WHAT NEEDS TO BE DONE
Output must match the data below exactly from its first line through the line that contains "199L190 204L175 222L180", with no other line.

==== EXTRACTED MATERIAL

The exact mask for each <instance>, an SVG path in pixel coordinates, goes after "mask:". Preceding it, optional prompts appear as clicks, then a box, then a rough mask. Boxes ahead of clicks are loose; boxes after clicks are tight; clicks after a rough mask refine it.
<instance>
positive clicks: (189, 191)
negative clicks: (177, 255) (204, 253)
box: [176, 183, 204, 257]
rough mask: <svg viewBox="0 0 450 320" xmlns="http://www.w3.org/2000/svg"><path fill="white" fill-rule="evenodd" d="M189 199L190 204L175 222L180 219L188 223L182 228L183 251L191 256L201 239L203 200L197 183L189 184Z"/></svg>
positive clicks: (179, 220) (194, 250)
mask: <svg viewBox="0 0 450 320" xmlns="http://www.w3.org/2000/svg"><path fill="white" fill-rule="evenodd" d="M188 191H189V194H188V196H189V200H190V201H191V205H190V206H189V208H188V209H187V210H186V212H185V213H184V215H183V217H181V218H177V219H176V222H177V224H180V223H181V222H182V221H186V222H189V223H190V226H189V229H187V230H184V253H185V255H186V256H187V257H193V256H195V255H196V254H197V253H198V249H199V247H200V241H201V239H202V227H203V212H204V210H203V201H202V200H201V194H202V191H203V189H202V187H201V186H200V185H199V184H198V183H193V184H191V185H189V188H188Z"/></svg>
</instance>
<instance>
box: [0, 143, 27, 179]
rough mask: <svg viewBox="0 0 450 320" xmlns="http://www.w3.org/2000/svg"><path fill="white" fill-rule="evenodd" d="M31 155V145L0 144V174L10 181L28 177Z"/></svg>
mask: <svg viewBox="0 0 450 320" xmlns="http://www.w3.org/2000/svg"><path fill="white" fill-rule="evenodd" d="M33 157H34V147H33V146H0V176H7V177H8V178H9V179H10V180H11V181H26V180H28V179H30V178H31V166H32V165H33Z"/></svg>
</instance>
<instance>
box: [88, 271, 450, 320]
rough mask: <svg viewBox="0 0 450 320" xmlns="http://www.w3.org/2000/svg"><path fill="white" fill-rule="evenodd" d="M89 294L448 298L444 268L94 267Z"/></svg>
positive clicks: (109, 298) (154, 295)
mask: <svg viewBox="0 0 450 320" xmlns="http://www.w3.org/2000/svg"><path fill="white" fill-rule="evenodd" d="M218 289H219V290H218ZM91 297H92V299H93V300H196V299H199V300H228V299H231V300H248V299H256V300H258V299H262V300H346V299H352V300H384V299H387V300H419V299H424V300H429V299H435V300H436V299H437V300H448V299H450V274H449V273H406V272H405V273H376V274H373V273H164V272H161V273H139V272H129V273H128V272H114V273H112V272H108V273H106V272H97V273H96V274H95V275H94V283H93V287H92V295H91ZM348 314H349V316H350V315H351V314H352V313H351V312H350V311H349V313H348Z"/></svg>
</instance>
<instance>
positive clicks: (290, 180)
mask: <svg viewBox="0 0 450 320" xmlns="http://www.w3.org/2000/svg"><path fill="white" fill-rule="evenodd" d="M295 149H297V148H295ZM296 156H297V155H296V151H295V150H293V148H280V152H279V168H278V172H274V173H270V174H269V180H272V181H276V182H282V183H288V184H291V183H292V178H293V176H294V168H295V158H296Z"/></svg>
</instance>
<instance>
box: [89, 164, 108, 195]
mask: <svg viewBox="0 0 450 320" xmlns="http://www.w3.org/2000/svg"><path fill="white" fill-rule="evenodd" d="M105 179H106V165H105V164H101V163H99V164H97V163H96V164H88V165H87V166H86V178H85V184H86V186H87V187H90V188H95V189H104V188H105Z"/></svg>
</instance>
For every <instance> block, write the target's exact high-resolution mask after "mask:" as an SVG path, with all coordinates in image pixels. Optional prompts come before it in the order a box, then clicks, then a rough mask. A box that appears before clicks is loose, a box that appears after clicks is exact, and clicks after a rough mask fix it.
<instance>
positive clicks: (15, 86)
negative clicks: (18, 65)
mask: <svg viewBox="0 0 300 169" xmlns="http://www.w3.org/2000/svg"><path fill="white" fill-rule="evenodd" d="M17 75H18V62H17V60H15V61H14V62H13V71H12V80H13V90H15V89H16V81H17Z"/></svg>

========

THE ANSWER
The exact mask for each <instance>, an SVG path in pixel coordinates, goes after "mask:". Preceding it, optional prompts appear as clicks, then a box, then a rough mask. Boxes ahead of clicks are loose; boxes after clicks are tight; clicks after a rough mask refine it.
<instance>
positive clicks: (189, 191)
negative clicks: (177, 255) (204, 253)
box: [176, 183, 204, 257]
rough mask: <svg viewBox="0 0 450 320" xmlns="http://www.w3.org/2000/svg"><path fill="white" fill-rule="evenodd" d="M189 199L190 204L175 222L180 219L188 223L182 228L183 251L191 256L201 239L203 200L197 183L189 184Z"/></svg>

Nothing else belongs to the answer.